= Exercise description =
Show every line of the records that contains the string "surface". Case counts.

[Recorded data]
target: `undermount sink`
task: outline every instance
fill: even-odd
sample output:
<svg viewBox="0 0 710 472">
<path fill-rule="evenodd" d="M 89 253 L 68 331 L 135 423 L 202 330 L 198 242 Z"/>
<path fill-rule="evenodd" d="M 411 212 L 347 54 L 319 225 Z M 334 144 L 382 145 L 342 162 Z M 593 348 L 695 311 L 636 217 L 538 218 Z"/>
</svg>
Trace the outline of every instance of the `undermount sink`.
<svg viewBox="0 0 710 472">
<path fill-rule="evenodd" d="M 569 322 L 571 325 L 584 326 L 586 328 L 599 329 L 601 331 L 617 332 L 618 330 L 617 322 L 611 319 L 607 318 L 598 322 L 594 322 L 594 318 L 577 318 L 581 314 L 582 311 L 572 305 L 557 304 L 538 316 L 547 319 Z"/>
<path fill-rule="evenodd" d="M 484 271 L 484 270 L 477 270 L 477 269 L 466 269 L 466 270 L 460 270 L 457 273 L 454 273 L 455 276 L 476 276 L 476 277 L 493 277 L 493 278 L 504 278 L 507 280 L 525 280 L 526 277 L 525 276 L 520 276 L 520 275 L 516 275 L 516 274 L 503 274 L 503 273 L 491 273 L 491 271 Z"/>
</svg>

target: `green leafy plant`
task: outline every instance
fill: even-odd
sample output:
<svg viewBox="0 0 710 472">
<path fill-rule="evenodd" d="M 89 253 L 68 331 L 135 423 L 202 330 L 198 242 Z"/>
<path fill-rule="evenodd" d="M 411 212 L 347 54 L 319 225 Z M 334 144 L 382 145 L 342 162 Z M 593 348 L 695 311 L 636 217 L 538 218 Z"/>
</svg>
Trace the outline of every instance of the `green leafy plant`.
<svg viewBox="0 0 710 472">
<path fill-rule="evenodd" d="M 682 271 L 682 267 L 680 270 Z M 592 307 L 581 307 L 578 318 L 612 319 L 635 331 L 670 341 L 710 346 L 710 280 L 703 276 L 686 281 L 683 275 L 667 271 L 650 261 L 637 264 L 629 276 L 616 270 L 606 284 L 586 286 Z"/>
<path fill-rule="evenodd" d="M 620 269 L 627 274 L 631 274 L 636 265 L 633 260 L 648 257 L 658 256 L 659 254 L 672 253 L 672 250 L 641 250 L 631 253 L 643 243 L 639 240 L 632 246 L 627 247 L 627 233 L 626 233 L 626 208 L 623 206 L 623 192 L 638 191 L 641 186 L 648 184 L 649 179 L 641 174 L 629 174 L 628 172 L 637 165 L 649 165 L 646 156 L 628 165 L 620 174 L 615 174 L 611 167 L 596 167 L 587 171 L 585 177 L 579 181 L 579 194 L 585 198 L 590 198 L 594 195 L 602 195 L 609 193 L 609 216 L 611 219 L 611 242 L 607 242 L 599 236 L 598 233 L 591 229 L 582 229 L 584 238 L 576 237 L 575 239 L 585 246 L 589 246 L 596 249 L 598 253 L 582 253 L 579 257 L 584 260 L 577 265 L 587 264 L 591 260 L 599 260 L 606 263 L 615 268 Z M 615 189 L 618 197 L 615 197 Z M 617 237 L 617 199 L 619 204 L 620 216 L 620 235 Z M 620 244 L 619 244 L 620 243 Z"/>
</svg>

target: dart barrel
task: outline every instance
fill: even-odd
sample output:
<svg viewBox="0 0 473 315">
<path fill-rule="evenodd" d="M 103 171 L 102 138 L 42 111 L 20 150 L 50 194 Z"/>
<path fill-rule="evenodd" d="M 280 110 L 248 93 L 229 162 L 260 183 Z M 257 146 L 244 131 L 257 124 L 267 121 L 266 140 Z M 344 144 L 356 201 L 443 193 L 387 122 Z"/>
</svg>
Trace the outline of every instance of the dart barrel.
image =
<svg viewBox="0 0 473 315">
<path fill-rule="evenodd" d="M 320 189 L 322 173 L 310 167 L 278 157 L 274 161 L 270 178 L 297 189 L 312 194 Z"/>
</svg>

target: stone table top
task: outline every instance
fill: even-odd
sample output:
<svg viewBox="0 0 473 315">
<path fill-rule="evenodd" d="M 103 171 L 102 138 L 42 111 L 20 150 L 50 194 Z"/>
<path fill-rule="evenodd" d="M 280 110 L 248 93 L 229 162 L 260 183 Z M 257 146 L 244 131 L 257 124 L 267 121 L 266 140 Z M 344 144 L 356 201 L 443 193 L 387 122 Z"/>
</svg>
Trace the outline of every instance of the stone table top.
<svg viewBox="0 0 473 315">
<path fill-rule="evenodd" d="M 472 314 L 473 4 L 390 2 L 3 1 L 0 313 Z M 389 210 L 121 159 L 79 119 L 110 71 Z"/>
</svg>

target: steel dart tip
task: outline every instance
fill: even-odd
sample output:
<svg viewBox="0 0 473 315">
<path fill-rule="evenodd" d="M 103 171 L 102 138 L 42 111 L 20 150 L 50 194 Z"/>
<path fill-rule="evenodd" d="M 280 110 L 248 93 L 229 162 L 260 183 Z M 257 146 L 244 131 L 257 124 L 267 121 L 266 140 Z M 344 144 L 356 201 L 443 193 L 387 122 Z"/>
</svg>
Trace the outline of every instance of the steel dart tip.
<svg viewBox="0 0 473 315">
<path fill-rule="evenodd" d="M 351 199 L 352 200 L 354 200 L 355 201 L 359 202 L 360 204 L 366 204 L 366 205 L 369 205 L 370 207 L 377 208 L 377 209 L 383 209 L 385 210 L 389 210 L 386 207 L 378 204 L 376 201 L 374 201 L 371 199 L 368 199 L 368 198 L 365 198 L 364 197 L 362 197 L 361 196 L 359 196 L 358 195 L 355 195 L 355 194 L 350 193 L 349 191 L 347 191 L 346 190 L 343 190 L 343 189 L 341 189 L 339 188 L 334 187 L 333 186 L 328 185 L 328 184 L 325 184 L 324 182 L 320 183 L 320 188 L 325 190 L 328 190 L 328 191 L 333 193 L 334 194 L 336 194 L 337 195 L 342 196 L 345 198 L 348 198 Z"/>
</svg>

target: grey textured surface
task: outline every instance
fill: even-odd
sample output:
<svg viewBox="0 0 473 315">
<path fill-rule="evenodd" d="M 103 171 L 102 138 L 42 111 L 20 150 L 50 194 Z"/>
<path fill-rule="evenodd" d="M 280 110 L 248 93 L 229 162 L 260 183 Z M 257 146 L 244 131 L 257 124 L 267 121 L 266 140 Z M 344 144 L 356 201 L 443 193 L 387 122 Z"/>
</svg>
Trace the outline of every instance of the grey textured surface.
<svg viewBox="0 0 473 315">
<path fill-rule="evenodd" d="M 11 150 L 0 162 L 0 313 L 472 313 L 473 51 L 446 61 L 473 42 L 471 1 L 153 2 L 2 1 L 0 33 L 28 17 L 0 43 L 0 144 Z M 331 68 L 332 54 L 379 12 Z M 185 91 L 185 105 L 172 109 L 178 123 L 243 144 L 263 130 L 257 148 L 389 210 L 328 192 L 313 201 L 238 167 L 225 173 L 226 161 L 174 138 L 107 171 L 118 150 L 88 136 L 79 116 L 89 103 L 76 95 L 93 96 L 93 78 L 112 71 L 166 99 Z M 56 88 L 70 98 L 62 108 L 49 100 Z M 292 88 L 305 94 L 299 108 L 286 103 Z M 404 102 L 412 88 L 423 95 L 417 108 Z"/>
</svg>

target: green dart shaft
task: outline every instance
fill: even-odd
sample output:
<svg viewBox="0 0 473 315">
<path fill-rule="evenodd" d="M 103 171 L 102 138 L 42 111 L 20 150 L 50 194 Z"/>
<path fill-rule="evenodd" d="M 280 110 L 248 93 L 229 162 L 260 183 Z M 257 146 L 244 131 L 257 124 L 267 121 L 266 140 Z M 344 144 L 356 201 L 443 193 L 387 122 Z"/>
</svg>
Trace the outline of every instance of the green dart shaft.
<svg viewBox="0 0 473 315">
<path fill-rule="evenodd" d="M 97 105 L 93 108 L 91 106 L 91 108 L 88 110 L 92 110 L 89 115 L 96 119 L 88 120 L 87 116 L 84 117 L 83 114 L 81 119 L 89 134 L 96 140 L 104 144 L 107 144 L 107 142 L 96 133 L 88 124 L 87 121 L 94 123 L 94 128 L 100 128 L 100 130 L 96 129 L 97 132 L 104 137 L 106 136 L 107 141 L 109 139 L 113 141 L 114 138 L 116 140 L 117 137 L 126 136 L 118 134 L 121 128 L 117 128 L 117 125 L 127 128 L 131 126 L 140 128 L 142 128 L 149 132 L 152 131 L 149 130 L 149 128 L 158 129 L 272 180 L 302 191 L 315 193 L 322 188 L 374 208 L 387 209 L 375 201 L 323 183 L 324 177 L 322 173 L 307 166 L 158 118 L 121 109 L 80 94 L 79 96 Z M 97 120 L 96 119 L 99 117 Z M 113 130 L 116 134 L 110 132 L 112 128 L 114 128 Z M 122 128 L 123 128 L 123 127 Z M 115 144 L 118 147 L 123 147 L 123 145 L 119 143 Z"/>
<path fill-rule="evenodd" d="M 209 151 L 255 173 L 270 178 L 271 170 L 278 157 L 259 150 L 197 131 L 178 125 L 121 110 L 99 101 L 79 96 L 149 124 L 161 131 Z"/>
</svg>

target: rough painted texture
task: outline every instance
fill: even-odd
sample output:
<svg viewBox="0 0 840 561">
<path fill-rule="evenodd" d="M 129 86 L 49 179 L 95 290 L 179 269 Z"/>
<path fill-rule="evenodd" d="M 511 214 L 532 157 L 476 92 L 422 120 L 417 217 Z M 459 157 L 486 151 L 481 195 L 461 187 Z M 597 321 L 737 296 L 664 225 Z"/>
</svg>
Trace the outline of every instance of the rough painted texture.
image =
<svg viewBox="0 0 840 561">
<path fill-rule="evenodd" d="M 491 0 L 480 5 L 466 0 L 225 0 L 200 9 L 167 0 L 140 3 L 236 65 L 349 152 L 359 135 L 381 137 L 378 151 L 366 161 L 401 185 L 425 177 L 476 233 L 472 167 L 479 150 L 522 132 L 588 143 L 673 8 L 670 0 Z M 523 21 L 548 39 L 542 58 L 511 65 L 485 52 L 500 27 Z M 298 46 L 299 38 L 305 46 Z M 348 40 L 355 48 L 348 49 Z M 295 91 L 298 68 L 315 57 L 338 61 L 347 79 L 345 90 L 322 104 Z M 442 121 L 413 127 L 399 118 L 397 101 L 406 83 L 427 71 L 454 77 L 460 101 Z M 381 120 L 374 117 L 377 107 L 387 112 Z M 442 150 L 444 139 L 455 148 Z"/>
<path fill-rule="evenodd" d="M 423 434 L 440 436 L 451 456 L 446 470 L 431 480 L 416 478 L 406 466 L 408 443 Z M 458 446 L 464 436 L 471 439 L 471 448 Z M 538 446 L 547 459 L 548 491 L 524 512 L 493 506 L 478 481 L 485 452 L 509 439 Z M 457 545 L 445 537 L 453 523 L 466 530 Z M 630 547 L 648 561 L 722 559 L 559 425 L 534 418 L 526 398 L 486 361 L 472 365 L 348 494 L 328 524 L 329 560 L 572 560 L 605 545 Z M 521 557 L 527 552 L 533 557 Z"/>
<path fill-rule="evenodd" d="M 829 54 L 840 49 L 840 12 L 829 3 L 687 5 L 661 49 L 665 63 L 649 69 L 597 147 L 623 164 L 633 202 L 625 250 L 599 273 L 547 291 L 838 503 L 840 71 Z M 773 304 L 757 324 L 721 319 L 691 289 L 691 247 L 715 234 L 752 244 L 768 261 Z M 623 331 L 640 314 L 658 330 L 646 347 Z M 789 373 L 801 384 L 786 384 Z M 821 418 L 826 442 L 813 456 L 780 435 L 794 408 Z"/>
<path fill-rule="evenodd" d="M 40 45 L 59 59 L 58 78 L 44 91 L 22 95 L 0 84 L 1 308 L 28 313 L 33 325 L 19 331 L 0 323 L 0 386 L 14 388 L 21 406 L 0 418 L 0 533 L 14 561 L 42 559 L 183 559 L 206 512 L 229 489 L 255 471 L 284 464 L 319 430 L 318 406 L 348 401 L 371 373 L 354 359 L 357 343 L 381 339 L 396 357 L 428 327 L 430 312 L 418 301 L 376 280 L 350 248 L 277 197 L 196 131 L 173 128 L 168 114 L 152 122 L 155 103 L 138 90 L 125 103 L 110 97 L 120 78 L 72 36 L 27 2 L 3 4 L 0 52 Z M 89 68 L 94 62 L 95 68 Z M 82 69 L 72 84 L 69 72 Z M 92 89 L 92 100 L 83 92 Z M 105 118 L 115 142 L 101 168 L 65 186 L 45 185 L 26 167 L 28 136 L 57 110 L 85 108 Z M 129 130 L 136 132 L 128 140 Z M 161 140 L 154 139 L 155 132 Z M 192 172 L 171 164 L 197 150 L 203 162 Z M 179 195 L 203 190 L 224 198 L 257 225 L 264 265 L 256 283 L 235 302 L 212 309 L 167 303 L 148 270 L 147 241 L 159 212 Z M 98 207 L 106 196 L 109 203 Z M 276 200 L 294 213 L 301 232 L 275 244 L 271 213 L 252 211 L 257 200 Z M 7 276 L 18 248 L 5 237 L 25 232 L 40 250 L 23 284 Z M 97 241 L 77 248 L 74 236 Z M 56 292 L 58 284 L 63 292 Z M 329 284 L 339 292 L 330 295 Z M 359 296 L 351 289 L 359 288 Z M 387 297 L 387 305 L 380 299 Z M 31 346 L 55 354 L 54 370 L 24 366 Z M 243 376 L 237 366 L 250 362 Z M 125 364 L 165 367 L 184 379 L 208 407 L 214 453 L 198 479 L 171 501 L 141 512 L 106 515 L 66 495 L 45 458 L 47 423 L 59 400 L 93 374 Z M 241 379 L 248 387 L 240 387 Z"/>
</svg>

= The completed task =
target: grey textured surface
Trace the outline of every instance of the grey textured surface.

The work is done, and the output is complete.